*Exercise passage:*

Speaking the same language or belonging to the same family, as it turns out, doesn't help people communicate clearly. When Bitsy mentions her plan to adopt a second child, her father, Dave, thinks the idea is crazy but only manages to mutter, "Is that a fact." Maryam and Ziba often misunderstand each other because they are too polite to spell out what they want. But when Bitsy's mother, Connie, says to Maryam, "Aren't family gatherings wearying? All those people who know you so well, they think they can say just anything," the two women understand each other perfectly.
Still, these characters, like many Americans, retreat into the most parochial interpretation of their own and one another's "cultural heritage" in times of crisis or uncertainty. After Connie dies and Dave begins to court Maryam, Bitsy confides her worries to Ziba: Her father might get hurt; why can't Maryam be more affectionate? Ziba surprises herself by answering stiffly, "She's a lady. In our country, ladies don't act that way."
Later, Dave's half-hearted defense of Maryam—she is "a woman with her boundaries"—causes Bitsy momentarily to lose her political sensitivity along with her temper: "If she's so fond of her boundaries, what did she ever immigrate for?"
Maryam herself labels Dave too "American." All Americans are pushy and forward, she tells Sami, and they try to take over your space. In her more honest moments, she admits that she'd begun to lose her sense of home and national identity long before she met Dave. She now speaks Farsi with a slight American accent, and she has little in common with the more recent immigrants from Iran, including Ziba's family. The real cultural clash, she muses, might be between the two sexes, in "the agonizing back-and-forth of romance." Tyler's portrayal of these characters is unflinching and yet compassionate. When Bitsy behaves thoughtlessly, as she often does, with the best of intentions, Dave feels "a stab of love mixed with pity; he couldn't have said quite why." That's how the reader—and the author, too, I suspect—feels about these quirky, flawed characters. Tyler is masterful at catching the small moments between people, the split second when affection gives way to resentment and wariness, or the one gesture that turns irritation back into love.

*Task instructions:*
1: According to the review, how does Maryam describe all Americans when she talks to Sami?
2: Duplicate the part of the review starting with "Speaking the same" and going on through "each other perfectly.".

*Data extracts:*
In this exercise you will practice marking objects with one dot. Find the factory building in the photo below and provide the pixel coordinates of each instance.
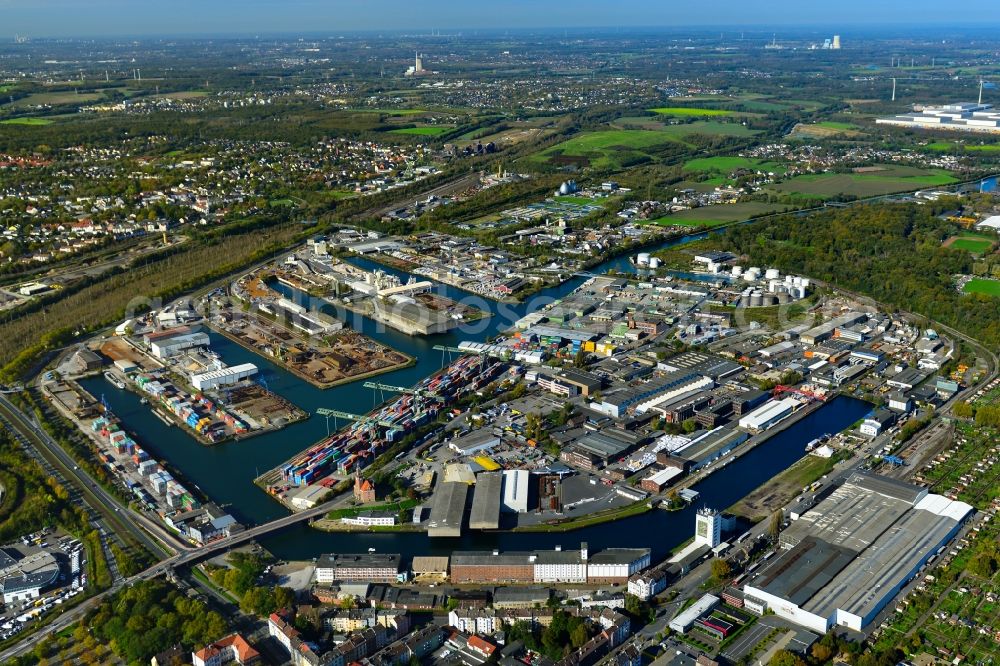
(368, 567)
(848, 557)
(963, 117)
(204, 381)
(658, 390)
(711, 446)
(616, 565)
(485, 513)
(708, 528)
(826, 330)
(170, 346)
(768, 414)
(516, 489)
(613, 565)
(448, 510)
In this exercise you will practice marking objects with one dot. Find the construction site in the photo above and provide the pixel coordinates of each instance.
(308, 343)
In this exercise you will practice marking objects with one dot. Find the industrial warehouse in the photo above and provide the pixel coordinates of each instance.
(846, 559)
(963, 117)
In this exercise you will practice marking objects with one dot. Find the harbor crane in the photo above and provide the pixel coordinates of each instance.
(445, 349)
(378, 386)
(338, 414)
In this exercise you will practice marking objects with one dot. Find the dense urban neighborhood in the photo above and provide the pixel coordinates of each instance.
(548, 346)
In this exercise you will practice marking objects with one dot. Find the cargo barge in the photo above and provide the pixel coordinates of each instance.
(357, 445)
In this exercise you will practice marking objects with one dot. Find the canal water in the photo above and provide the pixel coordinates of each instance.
---
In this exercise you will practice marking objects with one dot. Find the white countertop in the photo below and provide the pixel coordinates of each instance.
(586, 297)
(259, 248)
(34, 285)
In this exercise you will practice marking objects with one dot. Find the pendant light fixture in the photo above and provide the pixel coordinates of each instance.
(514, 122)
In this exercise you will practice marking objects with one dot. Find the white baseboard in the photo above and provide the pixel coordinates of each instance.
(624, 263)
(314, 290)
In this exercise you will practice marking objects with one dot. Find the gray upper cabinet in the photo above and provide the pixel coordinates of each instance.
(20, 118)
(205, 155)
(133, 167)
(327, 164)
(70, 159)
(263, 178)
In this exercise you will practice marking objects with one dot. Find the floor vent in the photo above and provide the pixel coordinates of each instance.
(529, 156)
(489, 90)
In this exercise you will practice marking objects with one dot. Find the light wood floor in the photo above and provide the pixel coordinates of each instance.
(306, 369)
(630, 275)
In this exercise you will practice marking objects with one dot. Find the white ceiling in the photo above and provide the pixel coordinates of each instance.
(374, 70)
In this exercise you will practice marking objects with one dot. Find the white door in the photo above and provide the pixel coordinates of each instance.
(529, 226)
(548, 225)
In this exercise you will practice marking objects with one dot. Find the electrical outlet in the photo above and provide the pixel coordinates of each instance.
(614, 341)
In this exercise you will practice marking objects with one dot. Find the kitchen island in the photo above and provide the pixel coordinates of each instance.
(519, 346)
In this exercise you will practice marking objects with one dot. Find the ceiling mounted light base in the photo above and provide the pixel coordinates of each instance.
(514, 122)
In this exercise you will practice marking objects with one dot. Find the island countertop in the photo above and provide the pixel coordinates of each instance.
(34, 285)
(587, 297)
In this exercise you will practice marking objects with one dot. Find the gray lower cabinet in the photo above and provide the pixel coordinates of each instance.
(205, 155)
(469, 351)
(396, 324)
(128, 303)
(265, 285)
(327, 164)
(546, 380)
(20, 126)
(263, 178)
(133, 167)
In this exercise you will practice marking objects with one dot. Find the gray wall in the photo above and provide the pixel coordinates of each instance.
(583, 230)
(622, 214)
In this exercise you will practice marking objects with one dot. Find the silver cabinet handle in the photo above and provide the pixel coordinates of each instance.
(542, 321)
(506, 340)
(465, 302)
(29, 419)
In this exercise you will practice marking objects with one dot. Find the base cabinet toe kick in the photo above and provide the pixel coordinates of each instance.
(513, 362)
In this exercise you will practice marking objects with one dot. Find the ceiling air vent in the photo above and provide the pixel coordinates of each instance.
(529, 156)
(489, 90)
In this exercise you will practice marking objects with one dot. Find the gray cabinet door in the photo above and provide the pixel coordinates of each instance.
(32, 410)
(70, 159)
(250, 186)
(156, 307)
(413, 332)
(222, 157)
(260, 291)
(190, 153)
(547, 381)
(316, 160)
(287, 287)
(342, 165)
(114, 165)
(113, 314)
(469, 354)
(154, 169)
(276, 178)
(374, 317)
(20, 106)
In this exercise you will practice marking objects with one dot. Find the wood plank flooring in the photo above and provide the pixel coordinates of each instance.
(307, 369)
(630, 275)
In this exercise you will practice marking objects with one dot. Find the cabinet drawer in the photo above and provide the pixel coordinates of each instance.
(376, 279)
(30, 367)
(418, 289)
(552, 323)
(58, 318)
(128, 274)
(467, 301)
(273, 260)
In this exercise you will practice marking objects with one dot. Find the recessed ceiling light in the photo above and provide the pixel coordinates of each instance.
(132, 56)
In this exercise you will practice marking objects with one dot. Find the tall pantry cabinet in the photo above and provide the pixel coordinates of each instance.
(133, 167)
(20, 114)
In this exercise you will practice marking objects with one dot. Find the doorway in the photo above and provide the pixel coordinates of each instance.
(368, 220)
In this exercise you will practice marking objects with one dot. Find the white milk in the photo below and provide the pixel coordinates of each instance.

*Answer section:*
1: She says they are pushy and forward and try to take over your space.

2:
Speaking the same language or belonging to the same family, as it turns out, doesn't help people communicate clearly. When Bitsy mentions her plan to adopt a second child, her father, Dave, thinks the idea is crazy but only manages to mutter, "Is that a fact." Maryam and Ziba often misunderstand each other because they are too polite to spell out what they want. But when Bitsy's mother, Connie, says to Maryam, "Aren't family gatherings wearying? All those people who know you so well, they think they can say just anything," the two women understand each other perfectly.